_WHAT THE TASK ASKS_
Your response should be the complete data, transcribed exactly.

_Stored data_
=====

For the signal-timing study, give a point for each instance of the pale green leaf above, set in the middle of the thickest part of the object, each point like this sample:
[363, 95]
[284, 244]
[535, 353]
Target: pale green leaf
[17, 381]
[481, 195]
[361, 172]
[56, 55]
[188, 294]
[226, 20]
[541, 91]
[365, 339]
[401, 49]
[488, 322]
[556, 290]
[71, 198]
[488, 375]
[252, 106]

=====

_TASK ANSWER_
For the signal-timing study, give a point for each instance of the pale green leaf above, set in the middle of the thickest part of the object, each point like this sample:
[363, 95]
[284, 244]
[535, 353]
Target: pale green leaf
[17, 381]
[481, 195]
[361, 172]
[56, 55]
[188, 294]
[226, 20]
[541, 91]
[365, 339]
[401, 49]
[488, 322]
[556, 290]
[71, 198]
[488, 375]
[252, 106]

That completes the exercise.